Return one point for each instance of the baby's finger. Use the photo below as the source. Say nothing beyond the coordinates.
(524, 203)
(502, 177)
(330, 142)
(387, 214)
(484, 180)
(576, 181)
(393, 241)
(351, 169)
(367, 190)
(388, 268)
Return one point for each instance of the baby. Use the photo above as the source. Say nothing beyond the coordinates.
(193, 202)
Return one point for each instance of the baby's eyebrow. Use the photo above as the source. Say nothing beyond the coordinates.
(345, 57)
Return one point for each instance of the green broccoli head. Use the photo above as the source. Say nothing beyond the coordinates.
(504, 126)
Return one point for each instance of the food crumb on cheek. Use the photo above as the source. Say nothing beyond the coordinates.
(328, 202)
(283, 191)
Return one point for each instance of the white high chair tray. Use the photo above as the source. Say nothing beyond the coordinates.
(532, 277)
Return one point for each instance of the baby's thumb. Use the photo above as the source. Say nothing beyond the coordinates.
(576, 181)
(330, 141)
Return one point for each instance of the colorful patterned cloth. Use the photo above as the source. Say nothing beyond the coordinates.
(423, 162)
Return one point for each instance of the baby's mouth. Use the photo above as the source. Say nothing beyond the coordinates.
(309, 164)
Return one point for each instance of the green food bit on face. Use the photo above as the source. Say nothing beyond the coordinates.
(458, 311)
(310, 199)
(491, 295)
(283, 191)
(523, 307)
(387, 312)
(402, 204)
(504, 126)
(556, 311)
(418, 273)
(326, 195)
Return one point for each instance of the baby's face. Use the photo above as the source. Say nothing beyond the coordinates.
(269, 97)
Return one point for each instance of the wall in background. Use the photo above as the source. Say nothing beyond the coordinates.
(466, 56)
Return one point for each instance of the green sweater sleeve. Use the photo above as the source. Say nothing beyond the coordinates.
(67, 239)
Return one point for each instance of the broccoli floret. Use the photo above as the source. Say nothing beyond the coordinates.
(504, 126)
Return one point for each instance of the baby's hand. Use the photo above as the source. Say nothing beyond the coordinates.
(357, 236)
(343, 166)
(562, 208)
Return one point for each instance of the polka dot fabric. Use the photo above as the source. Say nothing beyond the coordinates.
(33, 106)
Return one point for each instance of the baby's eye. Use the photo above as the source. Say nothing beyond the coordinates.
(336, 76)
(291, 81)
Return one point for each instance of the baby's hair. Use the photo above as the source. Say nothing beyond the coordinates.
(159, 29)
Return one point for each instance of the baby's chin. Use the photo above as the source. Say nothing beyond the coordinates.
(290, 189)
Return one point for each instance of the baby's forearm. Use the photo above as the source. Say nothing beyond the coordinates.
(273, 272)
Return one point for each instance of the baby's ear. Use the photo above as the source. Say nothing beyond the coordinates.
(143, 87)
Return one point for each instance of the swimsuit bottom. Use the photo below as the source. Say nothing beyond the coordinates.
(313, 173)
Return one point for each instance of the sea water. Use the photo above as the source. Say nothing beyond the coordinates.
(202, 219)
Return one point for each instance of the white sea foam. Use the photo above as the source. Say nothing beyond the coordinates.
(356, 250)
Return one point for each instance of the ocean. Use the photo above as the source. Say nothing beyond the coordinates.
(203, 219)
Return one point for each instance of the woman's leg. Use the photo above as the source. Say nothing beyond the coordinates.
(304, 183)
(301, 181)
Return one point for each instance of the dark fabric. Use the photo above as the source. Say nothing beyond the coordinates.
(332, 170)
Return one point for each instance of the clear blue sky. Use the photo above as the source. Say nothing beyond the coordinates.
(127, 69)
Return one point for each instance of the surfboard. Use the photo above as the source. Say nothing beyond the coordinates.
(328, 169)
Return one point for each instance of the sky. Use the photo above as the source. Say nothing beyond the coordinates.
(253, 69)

######

Reproduce all of the entries above word for word, line by line.

→ THE COMPLETED TASK:
Return one point for each instance of the baby's finger. Use the photo below as the source. Say nothing beyond the coordinates.
(524, 203)
(502, 177)
(330, 142)
(387, 214)
(484, 180)
(576, 181)
(393, 241)
(351, 169)
(367, 190)
(388, 268)
Return one point for each instance of the baby. Use the photo above as the source. Say nothing beyond the coordinates.
(193, 202)
Return one point for each instance of the baby's eyebrow. Use the photo above as the source. Say nothing beyond the coordinates.
(345, 57)
Return one point for each instance of the green broccoli head. Use the photo above as the source. Say nothing beyond the coordinates.
(504, 126)
Return one point for each instance of the food crumb on cheek. Use the photo above as the source. Say nothing beyond the coordinates.
(328, 202)
(283, 191)
Return one point for each instance of the white high chair tray. Use the photo above as the source. Say nothing beyond the coordinates.
(532, 277)
Return one point for each instance of the baby's thumb. Use the photo above as the source. Say nothing beyond the coordinates.
(576, 181)
(330, 141)
Return one point for each instance of the colorful patterned cloth. Use the photo above as the source. Say nothing beyond the coordinates.
(423, 162)
Return one point for each instance of the baby's mouth. Use the photo above as the source. Say nothing beyond the coordinates.
(309, 164)
Return one point for each instance of the green food bit on face. Use the photo above as the source. Say nothing beyond the coordinates.
(458, 311)
(310, 199)
(491, 295)
(283, 191)
(523, 307)
(387, 312)
(402, 204)
(504, 126)
(556, 311)
(418, 273)
(326, 195)
Return one point for each instance of the baby's face. Use the photo above as the source. Say nothing beyond the coordinates.
(269, 97)
Return one point for each instance of the wall in background. Use the photo above as the source. Say nothing beyond the coordinates.
(466, 56)
Return one point for each instance of the green sweater sleeve. Use the photo above as the source. Say nothing beyond the coordinates.
(67, 239)
Return one point for each instance of the broccoli floret. Use the photo above as the source. Say nothing beyond the coordinates.
(504, 126)
Return one point for each instance of the baby's hand. Use the photo above as the source. Say nothing beyond the coordinates.
(357, 236)
(343, 166)
(562, 208)
Return one point for each instance of the polka dot fabric. Use the photo above as the source. Say nothing beyond the coordinates.
(33, 106)
Return one point for each instance of the baby's eye. Use the photo above as the source. Say nothing beyond the coordinates.
(336, 76)
(291, 81)
Return one point for each instance of the baby's hair. Use the photo above as the source. Say nothing beyond the coordinates.
(159, 29)
Return one point for each instance of the baby's chin. Use the photo above as the source. Say nothing beyond the coordinates.
(290, 189)
Return one point for each instance of the baby's forearm. Use the photo above as the source. Say nothing beyond the coordinates.
(273, 272)
Return one point for each instance of the baby's ear. Use the photo above as the source. Say nothing beyond the coordinates.
(143, 87)
Return one point for each instance of the swimsuit bottom. Use the photo below as the source. Say nothing beyond the coordinates.
(313, 173)
Return one point for each instance of the sea water. Use the photo above as the source. Say nothing beyond the coordinates.
(202, 219)
Return one point for each instance of the white sea foam. Use the photo above as the source. Say nothing beyond the coordinates.
(356, 250)
Return one point for each instance of the ocean. Use the photo above as the source. Say nothing beyond the coordinates.
(203, 219)
Return one point for each instance of the woman's leg. Use the photo above as the source. Say nothing beyond the coordinates.
(304, 183)
(301, 181)
Return one point for each instance of the dark fabric. Use the photo above as the source. Say nothing beyond the coordinates.
(332, 170)
Return one point for each instance of the clear blue sky. Use the photo above as the source. Say nothing beyond the coordinates.
(127, 69)
Return one point for each instance of the surfboard. Use the photo above as the source. Say nothing beyond the coordinates.
(328, 169)
Return one point for each instance of the sky. Use the photo above as the source. Say nothing beyond the coordinates.
(253, 69)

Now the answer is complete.